EXTRACTED RECORDS →

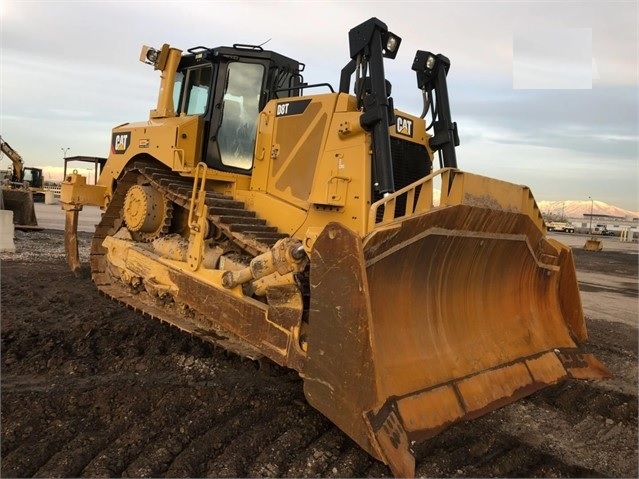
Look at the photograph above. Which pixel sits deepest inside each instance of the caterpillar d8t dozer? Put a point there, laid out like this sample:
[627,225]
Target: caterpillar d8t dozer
[306,225]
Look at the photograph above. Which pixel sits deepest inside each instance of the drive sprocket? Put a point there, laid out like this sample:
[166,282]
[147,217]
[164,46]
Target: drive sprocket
[146,212]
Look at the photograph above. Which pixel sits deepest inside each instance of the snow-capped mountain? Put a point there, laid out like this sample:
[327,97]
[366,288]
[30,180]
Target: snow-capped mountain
[576,209]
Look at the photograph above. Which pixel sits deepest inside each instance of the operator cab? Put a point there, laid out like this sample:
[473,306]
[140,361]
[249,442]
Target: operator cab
[228,87]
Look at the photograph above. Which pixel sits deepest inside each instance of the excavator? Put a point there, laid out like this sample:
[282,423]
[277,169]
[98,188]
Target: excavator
[18,189]
[309,226]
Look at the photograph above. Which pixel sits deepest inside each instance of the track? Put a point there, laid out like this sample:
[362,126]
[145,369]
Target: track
[238,229]
[92,389]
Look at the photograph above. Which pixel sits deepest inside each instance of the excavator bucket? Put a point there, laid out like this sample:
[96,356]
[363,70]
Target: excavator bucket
[440,316]
[21,203]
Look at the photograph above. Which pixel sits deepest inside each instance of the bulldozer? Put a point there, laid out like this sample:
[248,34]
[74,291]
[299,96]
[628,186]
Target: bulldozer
[308,226]
[19,187]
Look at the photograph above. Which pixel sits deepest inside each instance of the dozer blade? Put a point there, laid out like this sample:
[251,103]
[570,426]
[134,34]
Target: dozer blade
[435,319]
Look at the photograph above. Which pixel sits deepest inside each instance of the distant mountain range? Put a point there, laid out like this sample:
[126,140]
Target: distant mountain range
[577,209]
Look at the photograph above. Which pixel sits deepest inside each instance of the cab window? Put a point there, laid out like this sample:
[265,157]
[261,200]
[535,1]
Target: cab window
[240,109]
[196,91]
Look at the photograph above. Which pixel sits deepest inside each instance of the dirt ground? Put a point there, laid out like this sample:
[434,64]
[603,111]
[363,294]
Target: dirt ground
[90,388]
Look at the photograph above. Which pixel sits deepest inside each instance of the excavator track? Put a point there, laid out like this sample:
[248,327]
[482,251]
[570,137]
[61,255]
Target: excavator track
[249,236]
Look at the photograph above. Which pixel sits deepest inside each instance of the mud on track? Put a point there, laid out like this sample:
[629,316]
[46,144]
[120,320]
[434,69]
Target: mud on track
[92,389]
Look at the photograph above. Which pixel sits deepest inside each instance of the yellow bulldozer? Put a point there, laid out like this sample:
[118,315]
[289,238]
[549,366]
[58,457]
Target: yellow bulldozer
[291,221]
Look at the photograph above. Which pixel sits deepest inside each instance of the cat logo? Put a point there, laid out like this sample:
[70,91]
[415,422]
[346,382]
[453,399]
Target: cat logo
[404,126]
[120,142]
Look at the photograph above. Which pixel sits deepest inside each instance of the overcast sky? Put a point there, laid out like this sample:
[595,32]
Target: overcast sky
[544,93]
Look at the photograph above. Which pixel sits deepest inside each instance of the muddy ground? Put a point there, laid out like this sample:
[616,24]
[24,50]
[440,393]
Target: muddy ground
[92,389]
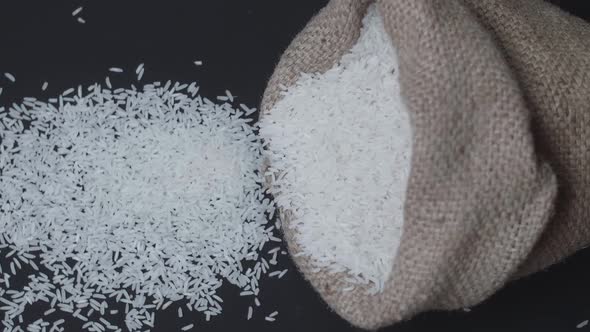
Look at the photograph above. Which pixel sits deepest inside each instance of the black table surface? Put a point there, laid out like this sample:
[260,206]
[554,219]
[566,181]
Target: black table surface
[239,43]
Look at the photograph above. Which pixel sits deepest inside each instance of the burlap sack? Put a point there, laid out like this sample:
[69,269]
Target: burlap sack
[499,96]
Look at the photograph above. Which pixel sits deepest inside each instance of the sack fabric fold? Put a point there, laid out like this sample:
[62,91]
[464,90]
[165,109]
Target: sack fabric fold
[499,100]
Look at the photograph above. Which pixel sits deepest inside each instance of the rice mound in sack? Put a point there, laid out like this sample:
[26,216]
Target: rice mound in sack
[425,153]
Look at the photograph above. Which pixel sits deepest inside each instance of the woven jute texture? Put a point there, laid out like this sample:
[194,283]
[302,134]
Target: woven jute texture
[499,100]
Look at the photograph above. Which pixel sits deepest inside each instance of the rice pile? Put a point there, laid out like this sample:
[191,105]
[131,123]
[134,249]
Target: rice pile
[137,197]
[339,150]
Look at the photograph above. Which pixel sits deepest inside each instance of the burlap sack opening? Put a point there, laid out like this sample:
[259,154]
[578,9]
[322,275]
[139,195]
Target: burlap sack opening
[497,93]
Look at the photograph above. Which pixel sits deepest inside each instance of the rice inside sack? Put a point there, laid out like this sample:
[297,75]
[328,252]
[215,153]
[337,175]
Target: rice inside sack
[495,133]
[340,143]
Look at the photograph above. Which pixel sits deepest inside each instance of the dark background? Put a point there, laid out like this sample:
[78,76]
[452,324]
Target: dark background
[239,43]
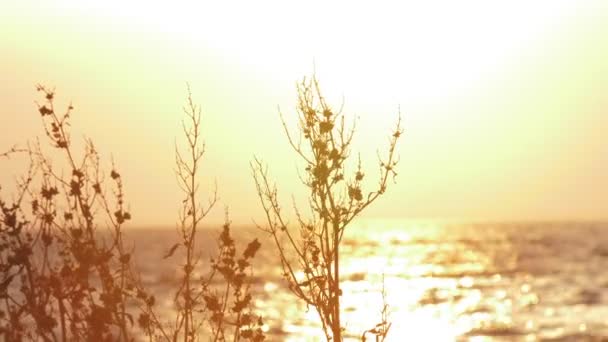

WHAT THE EXERCISE ASKS → Rewrite the lines from the one containing "of the dark" through the final line, putting "shadowed backdrop" wherever "dark background" appears and keeping everything else the same. Omit the pictures from your answer.

RESPONSE TO THE EXERCISE →
Look at the photograph above. Which pixel sits deepest inside each instance of the shadowed backdrop? Put a point there, laid out like this sample:
[78,76]
[452,324]
Target: shadowed backdrop
[239,43]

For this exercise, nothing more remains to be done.